RegEx for matching a string of tags...

77 views
Skip to first unread message

David Szego

unread,
Feb 21, 2012, 9:54:56 PM2/21/12
to TiddlyWiki
Hi all, if anyone needs a RegEx to take a string full of tags and
break it into an array of valid tags, using:

var tagList = tagString.match(/(\[{2}(\w+(\.?|\S?)(\s?)(\w*))+\]
{2})|(\[(\w+((\S)\w+)*(\S?)))|(\w+((\S)\w+)*(\S?))/gi);

works on a complex example string like:

Tag1 [[another tag]] moretags tag.one [[her's]] paul's [[david's
meeting]][[feb. 16th asdf]] something [[somethingelse]] somethingelse?
[[something's got's to. No? give!]] period. [[three word tag]]
[wrongtag] wonder's [[[three brackets]]] [one bracket] these's
those.twice.again periods.twice.

tagList[0] = "Tag1"
tagList[1] = "[[another tag]]"
tagList[2] = "moretags"
tagList[3] = "tag.one"
tagList[4] = "[[her's]]"
tagList[5] = "paul's"
tagList[6] = "[[david's meeting]]"
tagList[7] = "[[feb. 16th asdf]]"
tagList[8] = "something"
tagList[9] = "[[somethingelse]]"
tagList[10] = "somethingelse?"
tagList[11] = "[[something's got's to. No? give!]]"
tagList[12] = "period."
tagList[13] = "[[three word tag]]"
tagList[14] = "[wrongtag]"
tagList[15] = "wonder's"
tagList[16] = "[[three brackets]]"
tagList[17] = "[one"
tagList[18] = "bracket]"
tagList[19] = "these's"
tagList[20] = "those.twice.again"
tagList[21] = "periods.twice."

Note that the "[one bracket]" gets parsed to two separate tags, "[one"
and "bracket]" which is how TW would see it.

Oh, and thus is fixed a bug in my mGSDMeetingEnhancementsPlugin!
(http://thinkcreatesolve.biz/mGSDEnhancements.html - shameless plug!)

[Supplied data]
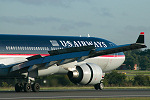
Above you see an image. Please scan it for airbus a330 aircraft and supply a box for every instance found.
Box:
[0,32,146,92]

[Your tasks]
a: Render this sentence from the tag regex post in Spanish: "Oh, and thus is fixed a bug in my mGSDMeetingEnhancementsPlugin!"
b: Proceed with the tag regex post, writing on from the point after its last line.
The material has no connection to the tag regex post.

[Task responses]
a: ¡Ah, y así queda corregido un error en mi mGSDMeetingEnhancementsPlugin!

b:
Cheers,
David Szego

Eric Shulman

unread,
Feb 21, 2012, 11:15:01 PM2/21/12
to TiddlyWiki
> Hi all, if anyone needs a RegEx to take a string full of tags and
> break it into an array of valid tags, using:
>     var tagList = tagString.match(/(\[{2}(\w+(\.?|\S?)(\s?)(\w*))+\]
> {2})|(\[(\w+((\S)\w+)*(\S?)))|(\w+((\S)\w+)*(\S?))/gi);
>
> works on a complex example string like:
>
>     Tag1 [[another tag]] moretags tag.one [[her's]] paul's [[david's
> meeting]][[feb. 16th asdf]] something [[somethingelse]] somethingelse?
> [[something's got's to. No? give!]] period. [[three word tag]]
> [wrongtag] wonder's [[[three brackets]]] [one bracket] these's
> those.twice.again periods.twice.

Interesting work on the regexp. I like the idea of parsing the tags
string with regexp because it is very efficient. Howevern the TWCore
defines a string method, .readBracketedList(), which is used to parse
tag string input and populate the internal tiddler data structure in
the 'store'. Thus, you would write:
var tagList = tagString.readBracketedList();
to get the actual tags that the core will use. You should do a little
comparison to make sure your regexp produces the same results.

enjoy,
-e
Eric Shulman
TiddlyTools / ELS Design Studios

PMario

unread,
Feb 22, 2012, 3:09:51 AM2/22/12
to TiddlyWiki
TW interprets
[[[three brackets]]]
like
tag[0] = [[[three brackets]] shown as [three brackets
tag[1] = ] shown as ]

see your
> tagList[16] = "[[three brackets]]"

As Eric said: there is a core function that does the same. The core
extends the string prototype [1] with readBracketedList(unique). So if
you set unique to true, tags that are doubled, will be filtered.
readBracketedList calls this.parseParams() [2] which does the regexp
stuff.

-m

[1] https://github.com/TiddlyWiki/tiddlywiki/blob/master/js/Strings.js#L184
[2] https://github.com/TiddlyWiki/tiddlywiki/blob/master/js/Strings.js#L96

Alex Hough

unread,
Feb 22, 2012, 3:39:13 AM2/22/12
to tiddl...@googlegroups.com
Mario,

I like the way you have linked to the lines of code in GitHub, I think
it is a really useful practice and an opportunity to direct people
towards the code.


It is evident that String.js is the home of many functios for
manipulating strings. As it says at the top if the file ...

//-- Augmented methods for the JavaScript String() object


Intimidate level TiddlyScholars might want to look the Javascript
String object [1] and prototype string [2]

thanks for starting a mini learning loop (TiddlyLearningLoop?) for me ;)

Alex
[1] http://www.w3schools.com/jsref/jsref_obj_string.asp
[2] http://www.w3schools.com/jsref/jsref_prototype_string.asp

> --
> You received this message because you are subscribed to the Google Groups "TiddlyWiki" group.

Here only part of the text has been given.